> **ТЕКСТОВЫЙ БЛОК**:
* * *
Аннотация: В начале XIX в. Кавказ был для России фронтиром. На его территории пришли в столкновение Российская империя и горские племена. При этом между сторонами происходили не только частые кровопролитные сражения, но и в интенсивный культурный обмен. Статья содержит краткий анализ различных аспектов этого сложного и противоречивого процесса.
Русский мир на Кавказе: взаимодействие с местными реалиями и взаимное влияние
Армия России была вовлечена на Кавказе в очень необычный конфликт, где сочетались признаки колониальной (для Российской империи) и национально-освободительной (для горцев) войны с элементами религиозного, социального, цивилизационного и межэтнического конфликтов. В обстановке с неясными стратегическими целями и задачами, с постоянно меняющейся оперативной ситуацией, в Кавказской войне была одна константа - Отдельный Кавказский корпус, который к концу первой четверти XIX в. получил основное ядро составлявших его боевых частей.
Как справедливо заметил известный отечественный кавказовед В. В. Дегоев, "во взаимоотношениях между Россией и горскими народами, помимо войн, грабительских набегов, оборонительно-наступательных союзов и контрсоюзов, существовали отлаженные торговые, политико-дипломатические, культурные связи на всех уровнях, династические браки, личная дружба и симпатии между правителями и пр." [3; 129] И все же именно Кавказская война 1817-1864-х гг. была неизбежным и единственным в условиях того времени способом включить Кавказ в состав Российской империи, обеспечив безопасность ее южных границ. Для современного специалиста представляется очень важным понять и проследить истоки начала столкновений между русскими войсками и местными жителями, осознать причины столь значительной длительности боевых действий и оценить итоги Кавказской войны.
Военные операции русских войск на Кавказе проходили в условиях абсолютно чуждого им окружения. Под этим имеются в виду не только природно-климатические факторы, но и совершенно непонятную для человека с европейским мышлением культуру. Точно также горцы не могли осознать ни самого этого факта, ни привычных для русских правил и норм поведения. Все это создавало фон взаимного непонимания и очень способствовало расширению конфликта в пространстве и времени. Военные и чиновники Российской империи априори считали горцев дикарями и искренне верили, что должны их "цивилизовать", внедрив европейскую культуру. Местные обычаи они считали варварскими и даже не пытались их пристально изучать, чтобы использовать в своих интересах. Горцы же как раз и опасались потерять свою культуру, а также боялись того, что у них введут крепостное право и рекрутчину. В не меньшей степени они страшились переселения в глубь территории России. Определенную сложность для установления взаимопонимания представляла религия горцев - ислам. Собственно в Российской империи к этому относились терпимо, хотя официальной религией было православие. В ее составе были мусульманские народы, а многие последователи ислама находились на государственной службе. Их религиозные чувства уважались в должной степени, даже ордена мусульманам выдавались не с ликами святых, а с государственным гербом. Священники не стремились проводить среди иноверцев миссионерскую деятельность. Единственное условие, которое ставила церковь, относилось к браку. Если один из супругов был православным, то его вторая половина тоже должна была перейти в православие, а часто даже просто не принуждать своего партнера и детей к принятию собственной религии. Горцы же считали своих русских противников "неверными", а потому, например, не признавали необходимым сохранять верность клятвам и присягам, данных русскому командованию, так как Коран освобождал от ответственности в подобных случаях. Правда, в начале XIX в. особого религиозного пыла горцы не испытывали, и их борьба против русских определялась скорее культурными и экономическими причинами, но после появления имамов, особенно Шамиля, ситуация резко изменилась. Теперь ислам стал одной из основ, цементирующих горское сопротивление и усиливающих их непримиримость по отношению к русским.
* * *
> **РАЗДЕЛ ДАННЫХ**:
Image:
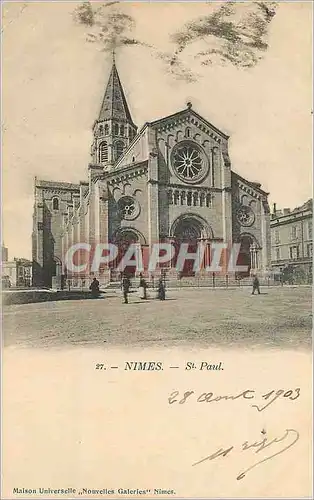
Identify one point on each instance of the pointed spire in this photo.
(114, 104)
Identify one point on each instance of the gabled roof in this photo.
(114, 104)
(191, 111)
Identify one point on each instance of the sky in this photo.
(53, 82)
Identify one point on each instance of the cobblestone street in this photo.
(191, 317)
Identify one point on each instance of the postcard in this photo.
(157, 250)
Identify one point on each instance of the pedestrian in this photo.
(255, 285)
(143, 288)
(125, 288)
(161, 290)
(94, 287)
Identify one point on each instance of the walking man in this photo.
(125, 288)
(94, 287)
(255, 285)
(143, 288)
(161, 290)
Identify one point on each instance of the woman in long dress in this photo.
(142, 288)
(161, 290)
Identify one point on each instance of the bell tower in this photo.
(114, 129)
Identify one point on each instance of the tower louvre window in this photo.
(118, 149)
(103, 152)
(55, 204)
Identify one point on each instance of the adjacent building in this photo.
(292, 242)
(4, 254)
(170, 181)
(16, 273)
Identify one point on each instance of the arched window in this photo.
(103, 152)
(118, 149)
(55, 204)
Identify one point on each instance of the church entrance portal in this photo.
(123, 242)
(189, 232)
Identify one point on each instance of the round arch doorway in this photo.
(188, 230)
(123, 239)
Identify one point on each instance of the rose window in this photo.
(189, 162)
(128, 208)
(245, 216)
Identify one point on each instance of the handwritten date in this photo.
(249, 394)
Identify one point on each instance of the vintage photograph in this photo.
(157, 217)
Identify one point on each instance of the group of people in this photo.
(161, 291)
(126, 284)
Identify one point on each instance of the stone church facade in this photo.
(170, 181)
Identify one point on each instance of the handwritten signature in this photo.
(257, 446)
(248, 394)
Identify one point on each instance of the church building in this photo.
(170, 181)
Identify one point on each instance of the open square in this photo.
(278, 318)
* * *
> **ЗАДАНИЯ**:
a) Какая религия, согласно статье, была официальной в Российской империи?
b) Измените фрагмент статьи, начиная со слов "Русский мир на" и заканчивая словами "его боевых частей.", заменив "Кавказской войне" на "этой войне".
c) Изложите суть статьи в двух предложениях.
Записи получены из иного источника.

> **ОТВЕТЫ НА ЗАДАНИЯ**:
a) Православие.

b)
Русский мир на Кавказе: взаимодействие с местными реалиями и взаимное влияние
Армия России была вовлечена на Кавказе в очень необычный конфликт, где сочетались признаки колониальной (для Российской империи) и национально-освободительной (для горцев) войны с элементами религиозного, социального, цивилизационного и межэтнического конфликтов. В обстановке с неясными стратегическими целями и задачами, с постоянно меняющейся оперативной ситуацией, в этой войне была одна константа - Отдельный Кавказский корпус, который к концу первой четверти XIX в. получил основное ядро составлявших его боевых частей.

c) В начале XIX в. Кавказ был для России фронтиром, где Российская империя и горские племена не только вели частые кровопролитные сражения, но и вступали в интенсивный культурный обмен. Взаимное непонимание культур, отношение русских к горцам как к дикарям и опасения горцев потерять свою культуру, а также ислам, ставший после появления имамов, особенно Шамиля, одной из основ горского сопротивления, способствовали расширению конфликта.